- **EXERCISE DETAILS**:
Would you quote the material below in full and unchanged?

- **ENTRIES PROVIDED**:
__________________________________________________

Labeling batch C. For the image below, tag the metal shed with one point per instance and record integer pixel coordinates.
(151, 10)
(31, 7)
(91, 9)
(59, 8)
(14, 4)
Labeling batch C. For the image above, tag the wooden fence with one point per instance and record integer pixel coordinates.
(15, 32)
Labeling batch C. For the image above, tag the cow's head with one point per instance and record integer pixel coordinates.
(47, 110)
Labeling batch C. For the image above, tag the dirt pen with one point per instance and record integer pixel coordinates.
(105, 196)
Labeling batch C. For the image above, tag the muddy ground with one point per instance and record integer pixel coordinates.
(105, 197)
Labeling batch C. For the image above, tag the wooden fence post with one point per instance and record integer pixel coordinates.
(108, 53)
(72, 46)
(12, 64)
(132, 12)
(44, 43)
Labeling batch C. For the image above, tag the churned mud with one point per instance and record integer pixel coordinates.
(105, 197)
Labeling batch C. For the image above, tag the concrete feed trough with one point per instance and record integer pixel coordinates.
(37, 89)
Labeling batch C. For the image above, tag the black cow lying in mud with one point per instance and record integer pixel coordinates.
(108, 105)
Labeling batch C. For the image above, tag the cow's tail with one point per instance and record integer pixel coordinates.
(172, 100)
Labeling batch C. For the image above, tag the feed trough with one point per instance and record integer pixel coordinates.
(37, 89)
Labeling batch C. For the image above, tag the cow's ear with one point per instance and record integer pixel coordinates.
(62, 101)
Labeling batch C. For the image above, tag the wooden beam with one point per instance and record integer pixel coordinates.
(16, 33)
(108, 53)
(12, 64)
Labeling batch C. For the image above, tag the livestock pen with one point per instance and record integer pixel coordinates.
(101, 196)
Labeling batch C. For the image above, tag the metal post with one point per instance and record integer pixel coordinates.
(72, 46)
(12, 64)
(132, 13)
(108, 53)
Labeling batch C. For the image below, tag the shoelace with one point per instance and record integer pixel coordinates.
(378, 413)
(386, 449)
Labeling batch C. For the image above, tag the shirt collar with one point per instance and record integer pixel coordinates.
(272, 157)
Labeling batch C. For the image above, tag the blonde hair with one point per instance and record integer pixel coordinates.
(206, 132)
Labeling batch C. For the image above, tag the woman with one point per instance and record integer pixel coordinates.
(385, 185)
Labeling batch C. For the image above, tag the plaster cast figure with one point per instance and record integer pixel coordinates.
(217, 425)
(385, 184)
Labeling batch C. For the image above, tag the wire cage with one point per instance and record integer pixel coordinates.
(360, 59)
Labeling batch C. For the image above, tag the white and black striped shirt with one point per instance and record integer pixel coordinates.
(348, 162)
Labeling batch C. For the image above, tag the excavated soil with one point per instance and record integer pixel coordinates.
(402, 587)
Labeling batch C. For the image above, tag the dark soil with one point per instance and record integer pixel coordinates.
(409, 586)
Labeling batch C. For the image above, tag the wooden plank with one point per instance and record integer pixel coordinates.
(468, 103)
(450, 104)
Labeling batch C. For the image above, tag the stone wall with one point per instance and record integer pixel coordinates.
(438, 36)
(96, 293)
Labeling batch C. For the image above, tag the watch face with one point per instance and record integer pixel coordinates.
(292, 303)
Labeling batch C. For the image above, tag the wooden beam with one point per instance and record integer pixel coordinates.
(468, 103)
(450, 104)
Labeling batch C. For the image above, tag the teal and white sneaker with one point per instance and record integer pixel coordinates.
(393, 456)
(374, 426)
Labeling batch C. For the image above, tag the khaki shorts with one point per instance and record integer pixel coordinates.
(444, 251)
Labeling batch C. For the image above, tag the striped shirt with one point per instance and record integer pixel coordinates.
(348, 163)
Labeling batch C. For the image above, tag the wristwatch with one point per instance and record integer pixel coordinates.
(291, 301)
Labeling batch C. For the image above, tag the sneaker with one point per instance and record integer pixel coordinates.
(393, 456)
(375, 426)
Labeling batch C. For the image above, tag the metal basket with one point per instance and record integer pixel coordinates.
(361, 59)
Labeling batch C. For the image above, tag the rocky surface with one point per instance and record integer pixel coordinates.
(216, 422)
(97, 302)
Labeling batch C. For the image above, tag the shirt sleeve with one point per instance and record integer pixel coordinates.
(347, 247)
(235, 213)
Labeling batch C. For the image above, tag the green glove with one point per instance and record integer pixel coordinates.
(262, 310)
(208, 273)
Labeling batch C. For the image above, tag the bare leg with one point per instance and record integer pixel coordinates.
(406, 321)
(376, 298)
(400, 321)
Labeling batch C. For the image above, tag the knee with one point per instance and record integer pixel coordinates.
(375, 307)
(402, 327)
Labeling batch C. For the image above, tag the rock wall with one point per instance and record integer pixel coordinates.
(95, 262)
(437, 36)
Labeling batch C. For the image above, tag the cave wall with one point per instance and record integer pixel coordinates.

__________________________________________________

- **OUTPUT OF THE EXERCISE**:
Labeling batch C. For the image below, tag the metal shed with one point per instance and record integer pixel coordinates.
(151, 10)
(31, 7)
(91, 9)
(59, 8)
(14, 4)
Labeling batch C. For the image above, tag the wooden fence with one point per instance and record integer pixel coordinates.
(15, 32)
Labeling batch C. For the image above, tag the cow's head with one point per instance and record integer pixel coordinates.
(47, 110)
Labeling batch C. For the image above, tag the dirt pen with one point per instance and record integer pixel coordinates.
(105, 196)
Labeling batch C. For the image above, tag the muddy ground with one point per instance and record integer pixel coordinates.
(105, 197)
Labeling batch C. For the image above, tag the wooden fence post with one point per instance and record integer pixel coordinates.
(108, 53)
(72, 46)
(12, 64)
(132, 12)
(44, 43)
Labeling batch C. For the image above, tag the churned mud with one point per instance and record integer pixel coordinates.
(105, 197)
Labeling batch C. For the image above, tag the concrete feed trough with one point per instance and record integer pixel coordinates.
(37, 89)
Labeling batch C. For the image above, tag the black cow lying in mud with one point per instance and record integer pixel coordinates.
(108, 105)
Labeling batch C. For the image above, tag the cow's tail with one point per instance and record integer pixel coordinates.
(172, 100)
Labeling batch C. For the image above, tag the feed trough with one point per instance and record integer pixel coordinates.
(37, 89)
Labeling batch C. For the image above, tag the cow's ear with one point per instance and record integer pixel coordinates.
(62, 101)
Labeling batch C. For the image above, tag the wooden beam with one point per instance and record integer pixel coordinates.
(16, 33)
(108, 53)
(12, 64)
Labeling batch C. For the image above, tag the livestock pen with one point per instance and record integer pixel coordinates.
(101, 196)
Labeling batch C. For the image above, tag the metal post with one point per instance and record integer pixel coordinates.
(72, 46)
(12, 64)
(132, 13)
(108, 53)
Labeling batch C. For the image below, tag the shoelace with one point per instance and record integer pixel coordinates.
(378, 413)
(386, 449)
Labeling batch C. For the image above, tag the shirt collar with one point per instance and record integer pixel coordinates.
(272, 157)
Labeling batch C. For the image above, tag the blonde hair with one point per instance and record integer pixel coordinates.
(206, 132)
Labeling batch C. For the image above, tag the woman with one point per instance and record integer pixel coordinates.
(385, 185)
Labeling batch C. For the image above, tag the plaster cast figure with one point per instance and record integer pixel coordinates.
(217, 425)
(385, 184)
Labeling batch C. For the image above, tag the wire cage with one point per instance and record integer pixel coordinates.
(360, 59)
Labeling batch C. For the image above, tag the white and black striped shirt with one point per instance and record integer pixel coordinates.
(348, 162)
Labeling batch C. For the image above, tag the excavated soil with one point per instance and record integer pixel coordinates.
(402, 587)
Labeling batch C. For the image above, tag the dark soil with one point per instance and record integer pixel coordinates.
(409, 586)
Labeling batch C. For the image above, tag the wooden plank with one point per instance and record integer pixel coordinates.
(468, 103)
(450, 104)
Labeling batch C. For the image above, tag the stone wall with one point per instance and record integer pixel coordinates.
(438, 36)
(96, 293)
Labeling batch C. For the image above, tag the watch face with one point per instance and record integer pixel coordinates.
(292, 303)
Labeling batch C. For the image above, tag the wooden beam with one point per instance and record integer pixel coordinates.
(468, 103)
(450, 104)
Labeling batch C. For the image above, tag the teal and white sneaker with one point per instance and record integer pixel coordinates.
(393, 456)
(374, 426)
Labeling batch C. For the image above, tag the khaki shorts with one point per instance and record integer pixel coordinates.
(444, 251)
Labeling batch C. For the image above, tag the striped shirt with one point per instance and record integer pixel coordinates.
(348, 163)
Labeling batch C. For the image above, tag the wristwatch with one point per instance and record integer pixel coordinates.
(291, 301)
Labeling batch C. For the image above, tag the sneaker with one point per instance and record integer pixel coordinates.
(393, 456)
(375, 426)
Labeling batch C. For the image above, tag the metal basket with one point per instance and record integer pixel coordinates.
(361, 59)
Labeling batch C. For the image above, tag the rocky surface with one point per instance and record integer pixel coordinates.
(216, 422)
(97, 302)
Labeling batch C. For the image above, tag the shirt sleeve with one point per instance and record integer pixel coordinates.
(347, 247)
(235, 213)
Labeling batch C. For the image above, tag the green glove with one point per instance and record integer pixel coordinates.
(262, 310)
(208, 273)
Labeling batch C. For the image above, tag the bare leg with one point per instance and record integer pixel coordinates.
(406, 321)
(376, 298)
(400, 321)
Labeling batch C. For the image above, tag the knee with one point per instance and record integer pixel coordinates.
(375, 307)
(402, 327)
Labeling batch C. For the image above, tag the rock wall with one point per instance and record integer pixel coordinates.
(95, 262)
(437, 36)
Labeling batch C. For the image above, tag the cave wall with one point per instance and record integer pixel coordinates.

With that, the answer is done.